Exercise requirements: Write out, word for word, every line in the data below from the one containing "Target: overcast sky" to the one containing "point: mound of", both of them included.
(Input data)
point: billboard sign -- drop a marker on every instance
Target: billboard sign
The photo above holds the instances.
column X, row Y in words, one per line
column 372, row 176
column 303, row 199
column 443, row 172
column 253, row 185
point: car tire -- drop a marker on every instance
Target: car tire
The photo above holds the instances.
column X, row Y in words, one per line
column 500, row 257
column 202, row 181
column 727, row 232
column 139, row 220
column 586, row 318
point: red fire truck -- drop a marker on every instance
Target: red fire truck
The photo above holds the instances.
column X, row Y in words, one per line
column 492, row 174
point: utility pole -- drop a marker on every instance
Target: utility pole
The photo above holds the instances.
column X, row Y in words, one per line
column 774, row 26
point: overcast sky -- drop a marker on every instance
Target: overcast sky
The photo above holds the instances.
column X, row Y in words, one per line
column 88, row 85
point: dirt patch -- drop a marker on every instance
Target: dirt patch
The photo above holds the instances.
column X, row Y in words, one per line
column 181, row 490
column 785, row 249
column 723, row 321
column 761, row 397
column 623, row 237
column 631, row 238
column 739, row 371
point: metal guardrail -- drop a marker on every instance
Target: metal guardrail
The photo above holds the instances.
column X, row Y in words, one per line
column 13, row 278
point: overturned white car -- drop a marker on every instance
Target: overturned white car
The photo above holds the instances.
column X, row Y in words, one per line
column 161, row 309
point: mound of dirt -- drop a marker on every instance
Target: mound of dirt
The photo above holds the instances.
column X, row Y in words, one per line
(End Input data)
Task answer:
Target: overcast sky
The photo above holds the instances.
column X, row Y in words, one per line
column 88, row 85
point: dirt patch -- drop a marker on every instance
Target: dirt patch
The photo above holds the instances.
column X, row Y in words, one per line
column 181, row 490
column 785, row 249
column 723, row 321
column 761, row 397
column 623, row 237
column 631, row 238
column 739, row 371
point: metal guardrail -- drop a marker on every instance
Target: metal guardrail
The photo above holds the instances.
column X, row Y in words, one per line
column 13, row 278
point: overturned white car -- drop a marker on every instance
Target: overturned white car
The photo above holds the instances.
column X, row Y in words, one per line
column 161, row 309
point: mound of dirt -- drop a marker on every instance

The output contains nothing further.